**Quoted passage:**
Education
Education is at the core of the CSS mission to build a team of fellows, faculty and PhD students around advanced research on issues related to US foreign policy, military intervention, and the grand strategy as well as to become a hub within the Fletcher School, Tufts University, the broader Boston community to further a national dialogue. The Center focuses on excellence in training leaders in international and national security, strategy, foreign policy and diplomacy.
Click below to learn more about CSS’s Post-Doctoral Fellows Program, the Capstone Incubator, and the Afghanistan Assumptions Project.
Center for Strategic Studies
Post-Doctoral Fellows Program
The Center for Strategic Studies (CSS) at Tufts University’s Fletcher School of Law and Diplomacy invites applications for its postdoctoral fellowship program for the 2020-2021 academic year. Established in 2017, CSS is dedicated to producing policy-relevant research on strategy, international politics, and US foreign policy. CSS serves as a hub for students, faculty, scholars and practitioners to engage with one another in a supportive, collaborative, and collegial environment. Its mission is to educate future scholars and practitioners and generate cutting-edge scholarly analysis that broadens the U.S. foreign policy debate, exploring alternative strategies that: (1) enhances US security, sovereignty, prosperity, and territory; (2) respects the realities and complexities of international conflict; including human territoriality, legitimacy, and the ethnic, cultural, and religious differences of peoples; and (3) questions the utility of military intervention given its potential perils and long-term unintended consequences; including but not limited to, the loss of life, civil liberties, and resources. CSS works closely with the Security Studies Program.

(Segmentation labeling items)
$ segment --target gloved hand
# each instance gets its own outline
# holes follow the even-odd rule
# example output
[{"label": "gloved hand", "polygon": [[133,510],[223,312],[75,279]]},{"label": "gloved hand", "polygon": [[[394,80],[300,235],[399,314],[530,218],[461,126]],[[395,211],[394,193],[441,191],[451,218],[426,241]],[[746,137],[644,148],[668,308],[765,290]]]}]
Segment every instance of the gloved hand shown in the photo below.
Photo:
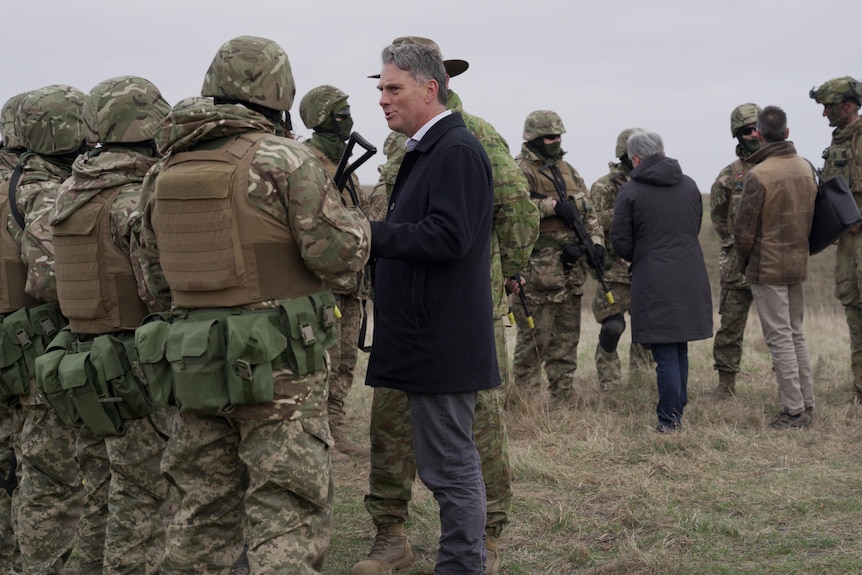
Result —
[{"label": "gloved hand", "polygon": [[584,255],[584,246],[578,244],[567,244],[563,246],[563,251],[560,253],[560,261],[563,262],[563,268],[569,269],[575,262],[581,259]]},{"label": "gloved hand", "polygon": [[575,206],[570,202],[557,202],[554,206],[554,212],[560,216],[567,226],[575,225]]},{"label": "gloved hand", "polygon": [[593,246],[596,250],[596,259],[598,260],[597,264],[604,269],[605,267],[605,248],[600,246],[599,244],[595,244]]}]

**Exercises to complete:**
(1) Answer these questions about the education page:
(a) In what year was CSS established?
(b) For which academic year does CSS invite postdoctoral fellowship applications?
(c) Which three offerings can readers click to learn more about?
(2) Pick up the education page after its final sentence and extend it by one short paragraph in the same tone.

**Final answers:**
(1)
(a) 2017
(b) 2020-2021
(c) The Post-Doctoral Fellows Program, the Capstone Incubator, and the Afghanistan Assumptions Project

(2)
CSS is interdisciplinary; it therefore welcomes applications from anthropology, economics, history, law, political science, natural sciences, and other related disciplines. This is a residential fellowship—fellows are expected to be on campus for the entirety of the fellowship period, which is September 1, 2020–August 31, 2021. Applicants should be no more than 5 years from the awarding of their degree. While Fellows will spend most of their time on their own research, they are also expected to participate in the Center’s programming, including presenting in research seminars, writing for the blog, attending conferences, workshops, and center activities. By the end of their term fellows are expected to complete a significant piece of research for publication and a shorter policy-relevant paper that will be published as part of the CSS’s White Paper series.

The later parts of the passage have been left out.